::: TASK INPUT :::
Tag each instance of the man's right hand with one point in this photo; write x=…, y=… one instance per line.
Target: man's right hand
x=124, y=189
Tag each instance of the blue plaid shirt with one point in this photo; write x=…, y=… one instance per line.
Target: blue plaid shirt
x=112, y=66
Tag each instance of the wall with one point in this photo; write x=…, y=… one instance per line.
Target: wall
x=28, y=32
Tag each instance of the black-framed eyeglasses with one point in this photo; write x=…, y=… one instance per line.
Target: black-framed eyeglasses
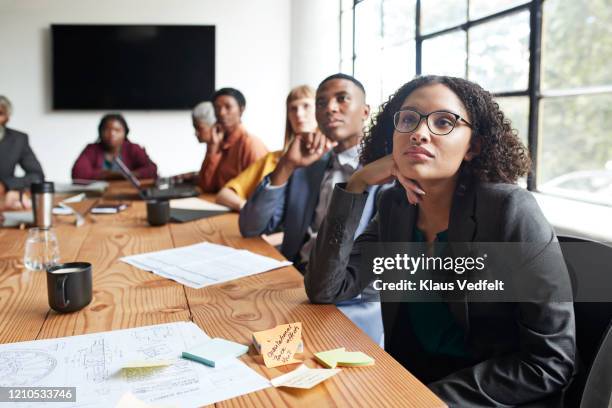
:::
::: TASK INPUT :::
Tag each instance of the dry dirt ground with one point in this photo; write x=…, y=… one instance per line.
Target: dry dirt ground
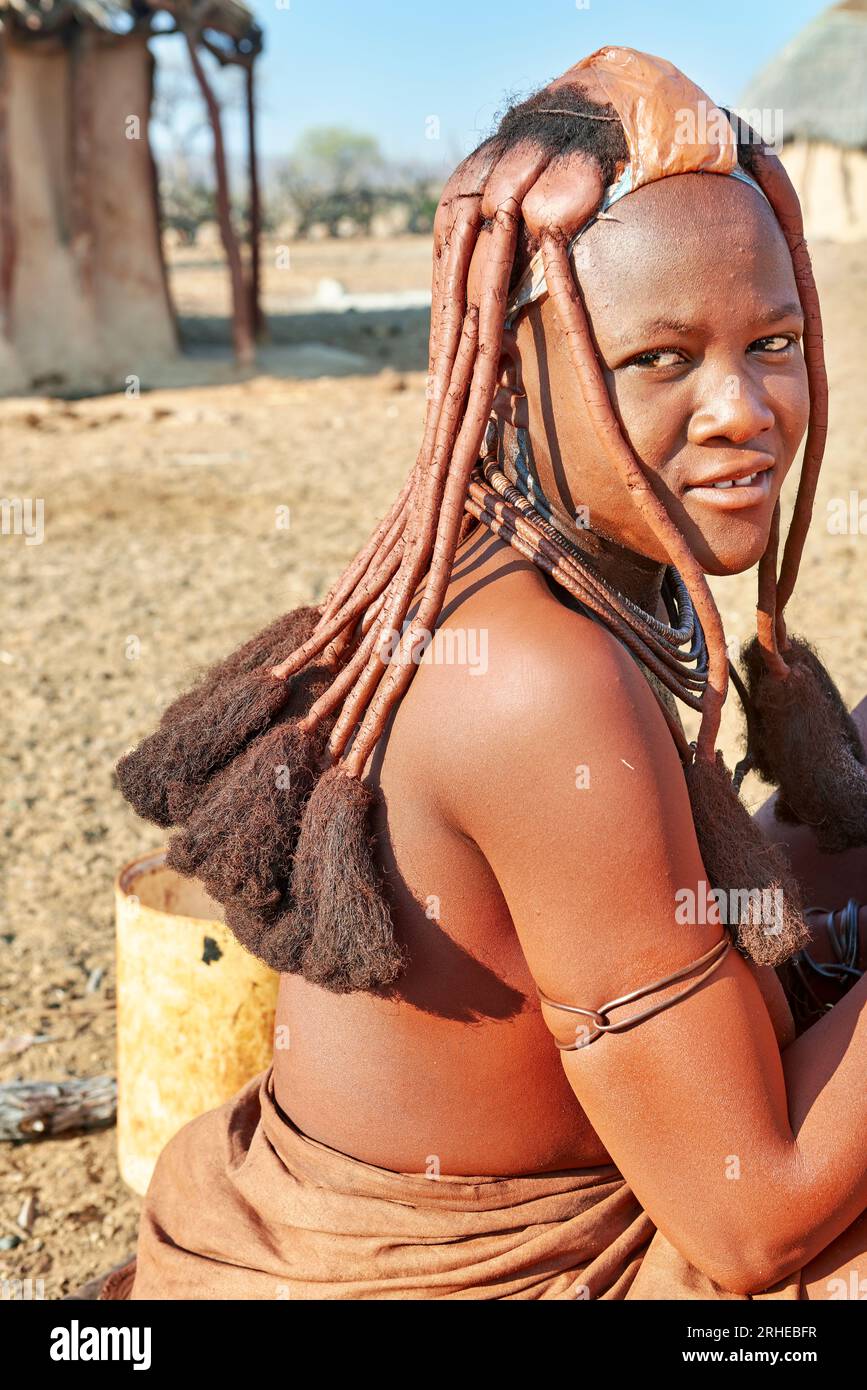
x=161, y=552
:::
> [WHAT IS REQUIRED] From the data above, copy each line with the string "write" in it.

> [TASK RESULT]
Tag each instance of the man's right hand with one point in this photo; write x=…, y=… one instance per line.
Tag each instance of the blue plaid shirt with one point in this photo; write x=…, y=… one instance per line.
Tag each instance of the wall with one point in this photo; write x=…, y=… one instance per line.
Tag each instance of the black-framed eyeglasses with one point in this photo; write x=…, y=… one instance per line.
Tag each instance of the dry dirt ground with one point in this photo; write x=…, y=… one instance per line.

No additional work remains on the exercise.